**Assignment**
The following entries are to be repeated exactly, and the pictures are to be left behind.

**Dataset records**
☆ ☆ ☆

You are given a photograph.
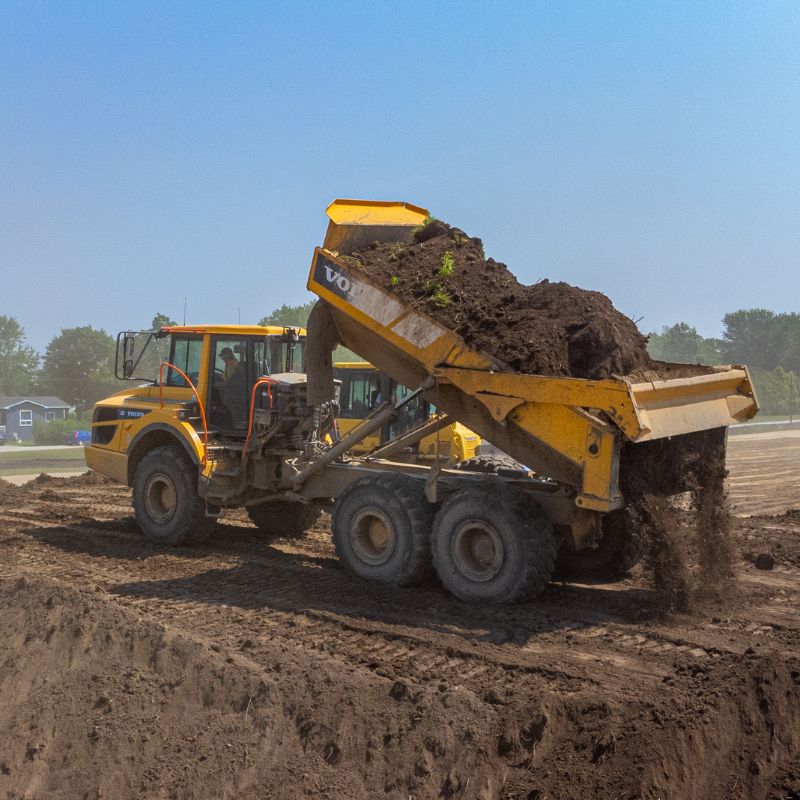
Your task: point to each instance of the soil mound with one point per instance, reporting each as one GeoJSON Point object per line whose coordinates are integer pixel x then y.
{"type": "Point", "coordinates": [102, 702]}
{"type": "Point", "coordinates": [546, 328]}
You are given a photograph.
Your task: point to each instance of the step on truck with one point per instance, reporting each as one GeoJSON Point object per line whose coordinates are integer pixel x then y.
{"type": "Point", "coordinates": [192, 447]}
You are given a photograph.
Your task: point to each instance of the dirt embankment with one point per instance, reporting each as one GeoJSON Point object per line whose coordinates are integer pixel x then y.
{"type": "Point", "coordinates": [254, 668]}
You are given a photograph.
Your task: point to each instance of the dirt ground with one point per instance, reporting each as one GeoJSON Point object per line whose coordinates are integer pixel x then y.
{"type": "Point", "coordinates": [256, 668]}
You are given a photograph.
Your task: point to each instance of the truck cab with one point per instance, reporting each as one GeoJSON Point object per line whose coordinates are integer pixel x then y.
{"type": "Point", "coordinates": [191, 385]}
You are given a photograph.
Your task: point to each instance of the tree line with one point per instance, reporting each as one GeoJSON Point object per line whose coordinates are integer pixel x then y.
{"type": "Point", "coordinates": [78, 364]}
{"type": "Point", "coordinates": [768, 343]}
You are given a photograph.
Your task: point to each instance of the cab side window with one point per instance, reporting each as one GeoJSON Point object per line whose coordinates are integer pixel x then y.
{"type": "Point", "coordinates": [186, 356]}
{"type": "Point", "coordinates": [229, 383]}
{"type": "Point", "coordinates": [360, 395]}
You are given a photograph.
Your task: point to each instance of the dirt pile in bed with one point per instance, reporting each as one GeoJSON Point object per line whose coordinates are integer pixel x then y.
{"type": "Point", "coordinates": [546, 328]}
{"type": "Point", "coordinates": [562, 330]}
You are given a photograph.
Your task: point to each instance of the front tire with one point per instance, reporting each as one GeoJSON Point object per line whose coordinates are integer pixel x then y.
{"type": "Point", "coordinates": [492, 544]}
{"type": "Point", "coordinates": [284, 517]}
{"type": "Point", "coordinates": [381, 530]}
{"type": "Point", "coordinates": [168, 509]}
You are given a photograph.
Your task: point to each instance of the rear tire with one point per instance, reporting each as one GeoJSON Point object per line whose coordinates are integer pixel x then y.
{"type": "Point", "coordinates": [168, 509]}
{"type": "Point", "coordinates": [492, 544]}
{"type": "Point", "coordinates": [381, 530]}
{"type": "Point", "coordinates": [620, 550]}
{"type": "Point", "coordinates": [284, 517]}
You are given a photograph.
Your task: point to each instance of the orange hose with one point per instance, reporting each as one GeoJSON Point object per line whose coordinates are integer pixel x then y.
{"type": "Point", "coordinates": [197, 396]}
{"type": "Point", "coordinates": [260, 382]}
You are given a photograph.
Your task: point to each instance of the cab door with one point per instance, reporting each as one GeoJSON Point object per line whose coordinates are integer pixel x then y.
{"type": "Point", "coordinates": [360, 395]}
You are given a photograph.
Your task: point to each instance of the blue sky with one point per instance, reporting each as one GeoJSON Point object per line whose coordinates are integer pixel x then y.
{"type": "Point", "coordinates": [155, 151]}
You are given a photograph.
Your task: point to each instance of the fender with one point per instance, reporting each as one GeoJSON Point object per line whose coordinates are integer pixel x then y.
{"type": "Point", "coordinates": [161, 428]}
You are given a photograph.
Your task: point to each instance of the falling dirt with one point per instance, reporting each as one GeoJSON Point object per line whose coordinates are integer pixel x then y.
{"type": "Point", "coordinates": [256, 667]}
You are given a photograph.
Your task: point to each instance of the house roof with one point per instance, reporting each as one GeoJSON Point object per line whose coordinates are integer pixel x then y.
{"type": "Point", "coordinates": [45, 402]}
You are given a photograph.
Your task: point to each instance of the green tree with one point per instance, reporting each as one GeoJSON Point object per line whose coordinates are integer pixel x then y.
{"type": "Point", "coordinates": [18, 361]}
{"type": "Point", "coordinates": [778, 391]}
{"type": "Point", "coordinates": [682, 343]}
{"type": "Point", "coordinates": [295, 316]}
{"type": "Point", "coordinates": [756, 337]}
{"type": "Point", "coordinates": [162, 321]}
{"type": "Point", "coordinates": [79, 366]}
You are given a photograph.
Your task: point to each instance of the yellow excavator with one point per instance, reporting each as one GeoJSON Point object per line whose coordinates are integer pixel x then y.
{"type": "Point", "coordinates": [363, 388]}
{"type": "Point", "coordinates": [247, 428]}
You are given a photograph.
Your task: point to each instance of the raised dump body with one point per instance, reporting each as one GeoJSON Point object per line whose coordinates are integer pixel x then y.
{"type": "Point", "coordinates": [568, 429]}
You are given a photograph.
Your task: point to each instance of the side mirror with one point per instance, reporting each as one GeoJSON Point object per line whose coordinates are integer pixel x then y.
{"type": "Point", "coordinates": [128, 346]}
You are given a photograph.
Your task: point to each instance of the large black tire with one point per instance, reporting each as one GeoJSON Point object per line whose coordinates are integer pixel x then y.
{"type": "Point", "coordinates": [491, 465]}
{"type": "Point", "coordinates": [284, 517]}
{"type": "Point", "coordinates": [168, 509]}
{"type": "Point", "coordinates": [381, 530]}
{"type": "Point", "coordinates": [619, 550]}
{"type": "Point", "coordinates": [492, 544]}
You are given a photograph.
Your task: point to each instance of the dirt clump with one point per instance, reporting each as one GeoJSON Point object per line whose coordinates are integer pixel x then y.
{"type": "Point", "coordinates": [548, 328]}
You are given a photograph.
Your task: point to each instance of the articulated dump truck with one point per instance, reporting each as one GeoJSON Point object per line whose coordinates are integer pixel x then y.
{"type": "Point", "coordinates": [490, 536]}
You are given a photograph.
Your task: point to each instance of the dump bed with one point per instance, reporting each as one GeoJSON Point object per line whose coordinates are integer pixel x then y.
{"type": "Point", "coordinates": [568, 429]}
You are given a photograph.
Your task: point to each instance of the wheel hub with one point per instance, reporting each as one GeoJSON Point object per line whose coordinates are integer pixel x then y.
{"type": "Point", "coordinates": [372, 536]}
{"type": "Point", "coordinates": [160, 498]}
{"type": "Point", "coordinates": [477, 550]}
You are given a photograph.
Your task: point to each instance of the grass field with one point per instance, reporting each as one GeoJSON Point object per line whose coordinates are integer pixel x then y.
{"type": "Point", "coordinates": [20, 463]}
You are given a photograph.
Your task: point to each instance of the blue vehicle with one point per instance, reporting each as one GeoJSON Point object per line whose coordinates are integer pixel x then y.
{"type": "Point", "coordinates": [79, 438]}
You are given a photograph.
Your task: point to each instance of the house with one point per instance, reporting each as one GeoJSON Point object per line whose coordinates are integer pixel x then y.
{"type": "Point", "coordinates": [19, 413]}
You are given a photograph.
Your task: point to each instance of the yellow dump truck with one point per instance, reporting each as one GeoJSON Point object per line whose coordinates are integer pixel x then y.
{"type": "Point", "coordinates": [194, 443]}
{"type": "Point", "coordinates": [364, 388]}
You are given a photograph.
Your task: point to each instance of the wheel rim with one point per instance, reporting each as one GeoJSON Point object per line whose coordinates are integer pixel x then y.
{"type": "Point", "coordinates": [160, 498]}
{"type": "Point", "coordinates": [477, 550]}
{"type": "Point", "coordinates": [372, 536]}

☆ ☆ ☆

**Written reply**
You are given a photograph.
Your task: point to each instance of the soil mound with one point per instance, reporting each as one GeoJSON Point object per line whose coordinates are integer pixel x then y.
{"type": "Point", "coordinates": [102, 702]}
{"type": "Point", "coordinates": [546, 328]}
You are given a photograph.
Your task: point to each instance of the step on truck with one point per instance, reporting each as one GeoJSON Point object per line whose coordinates are integer pixel x then y.
{"type": "Point", "coordinates": [192, 447]}
You are given a photograph.
Your task: point to each instance of the dirt embankment with one point per instance, reporting each as one GeoJSON Point object per line whose coordinates are integer pixel x then y.
{"type": "Point", "coordinates": [254, 668]}
You are given a photograph.
Your task: point to each instance of the dirt ground with one point per instance, reporting each as one GeoJSON Point object per line whose coordinates are integer pixel x then y.
{"type": "Point", "coordinates": [256, 668]}
You are given a photograph.
Your task: point to each instance of the truck cab with one point per instance, reporting each as one GeoJSON Point object per line whose coordinates are integer pixel x then y.
{"type": "Point", "coordinates": [191, 385]}
You are given a photograph.
Your task: point to each instance of the tree line with one point per instance, reporting each as one GeoJSON Point object per line whose coordinates are integer pixel x then y.
{"type": "Point", "coordinates": [78, 364]}
{"type": "Point", "coordinates": [768, 343]}
You are given a photograph.
Your task: point to each instance of the cab side window with one point per instance, reporting each as one GeoJSON Point object per line whose coordinates are integer pixel x then y.
{"type": "Point", "coordinates": [186, 356]}
{"type": "Point", "coordinates": [229, 383]}
{"type": "Point", "coordinates": [360, 395]}
You are given a photograph.
Your task: point to each instance of the dirt pile in bed with one point per instance, reporting each as one GeoJSON Point object per line whose coordinates are integer pixel x then y.
{"type": "Point", "coordinates": [546, 328]}
{"type": "Point", "coordinates": [562, 330]}
You are given a photograph.
Your task: point to each instance of the front tire with one point per instance, reporting each as one GeoJSON Point object per line whose coordinates are integer pixel x then y.
{"type": "Point", "coordinates": [492, 544]}
{"type": "Point", "coordinates": [284, 517]}
{"type": "Point", "coordinates": [381, 530]}
{"type": "Point", "coordinates": [168, 509]}
You are given a photograph.
Your task: point to each instance of the rear tire with one point per instance, reporting each as one GeoJSON Point object per line whose coordinates are integer pixel x then y.
{"type": "Point", "coordinates": [168, 509]}
{"type": "Point", "coordinates": [492, 544]}
{"type": "Point", "coordinates": [381, 530]}
{"type": "Point", "coordinates": [620, 550]}
{"type": "Point", "coordinates": [284, 517]}
You are given a photograph.
Your task: point to each instance of the orange hose with one point per instance, reporting each as one GeoJSON Point object per line whose coordinates are integer pixel x then y.
{"type": "Point", "coordinates": [197, 396]}
{"type": "Point", "coordinates": [260, 382]}
You are given a photograph.
Your task: point to each instance of the cab door with one point per instance, reporting each as one GeoJSON Point object per line whose coordinates are integer pixel x then y.
{"type": "Point", "coordinates": [360, 395]}
You are given a photograph.
Your task: point to each instance of the blue sky with one point per instance, reporting each as one GeoJSON Point object per line whose coordinates are integer pixel x then y.
{"type": "Point", "coordinates": [155, 151]}
You are given a photograph.
Your task: point to each instance of the fender with one point per instance, reporting each as one GeoJSON Point object per line whose coordinates are integer pixel x then y.
{"type": "Point", "coordinates": [161, 428]}
You are given a photograph.
Your task: point to each instance of the falling dirt with one point per instance, reporting each as one GeoJSON Point object per line whose coordinates are integer pixel x then y.
{"type": "Point", "coordinates": [256, 667]}
You are given a photograph.
Your task: point to each instance of the house roof with one point per instance, reporting each as one GeoJSON Point object per line whose coordinates are integer pixel x then y.
{"type": "Point", "coordinates": [45, 402]}
You are given a photograph.
Your task: point to each instance of the green tree with one point per instance, reporting each as one GeoJSON Point object per line whose coordinates are integer pixel x then y.
{"type": "Point", "coordinates": [18, 361]}
{"type": "Point", "coordinates": [778, 391]}
{"type": "Point", "coordinates": [682, 343]}
{"type": "Point", "coordinates": [295, 316]}
{"type": "Point", "coordinates": [756, 337]}
{"type": "Point", "coordinates": [162, 321]}
{"type": "Point", "coordinates": [79, 366]}
You are given a photograph.
Your task: point to each instance of the yellow excavator with one point per instance, reporting each as one GeoJSON Point object per line whose coordinates are integer pixel x then y.
{"type": "Point", "coordinates": [363, 388]}
{"type": "Point", "coordinates": [247, 428]}
You are given a photograph.
Your task: point to each instance of the raised dump body with one point per instance, reporting each as one GeoJSON Point object per line whose coordinates are integer pixel x then y.
{"type": "Point", "coordinates": [568, 429]}
You are given a photograph.
Your task: point to each instance of the side mirror with one point per instance, reporting each as one GeoJSON Point object per line whose coordinates are integer pixel x then y.
{"type": "Point", "coordinates": [128, 346]}
You are given a photograph.
Your task: point to each instance of the large black tire with one point per instance, reporting each as one GeoJSON Point object per line whose coordinates are integer pixel x then y.
{"type": "Point", "coordinates": [491, 465]}
{"type": "Point", "coordinates": [284, 517]}
{"type": "Point", "coordinates": [168, 509]}
{"type": "Point", "coordinates": [381, 530]}
{"type": "Point", "coordinates": [619, 550]}
{"type": "Point", "coordinates": [492, 544]}
You are given a photograph.
Your task: point to each instance of the dirt clump with one point per instance, reporting each as one GeoJSON Point object per line whose coordinates are integer pixel x then y.
{"type": "Point", "coordinates": [548, 328]}
You are given a photograph.
Your task: point to each instance of the articulated dump truck with one point per instance, reporting each as one GeoJSON Point object per line whose coordinates are integer pixel x then y.
{"type": "Point", "coordinates": [490, 536]}
You are given a photograph.
Your task: point to each instance of the dump bed with one point per instance, reporting each as one GeoJSON Point object per line whose coordinates are integer pixel x then y.
{"type": "Point", "coordinates": [568, 429]}
You are given a photograph.
Your task: point to each instance of the wheel hub with one point per instance, reporting each as one GeoJSON Point object per line whose coordinates are integer pixel x then y.
{"type": "Point", "coordinates": [372, 536]}
{"type": "Point", "coordinates": [160, 498]}
{"type": "Point", "coordinates": [477, 550]}
You are given a photograph.
Your task: point to each instance of the grass field with one point per instance, reporting each as one GeoJSON Point object per line whose coordinates are integer pixel x then y.
{"type": "Point", "coordinates": [20, 463]}
You are given a photograph.
Your task: point to each instance of the blue vehicle with one point per instance, reporting each as one GeoJSON Point object per line whose coordinates are integer pixel x then y.
{"type": "Point", "coordinates": [79, 438]}
You are given a photograph.
Your task: point to each instance of the house with one point per instance, reporting each as one GeoJSON Point object per line whose coordinates are integer pixel x then y.
{"type": "Point", "coordinates": [19, 413]}
You are given a photograph.
Your task: point to each instance of the yellow dump truck with one point per instance, reporting each as one GeoJSON Point object per line whose coordinates are integer pixel x then y.
{"type": "Point", "coordinates": [194, 443]}
{"type": "Point", "coordinates": [364, 388]}
You are given a photograph.
Your task: point to each instance of the wheel rim with one point per instance, reporting each as one GeoJSON Point object per line whose coordinates are integer pixel x then y.
{"type": "Point", "coordinates": [160, 498]}
{"type": "Point", "coordinates": [477, 550]}
{"type": "Point", "coordinates": [372, 536]}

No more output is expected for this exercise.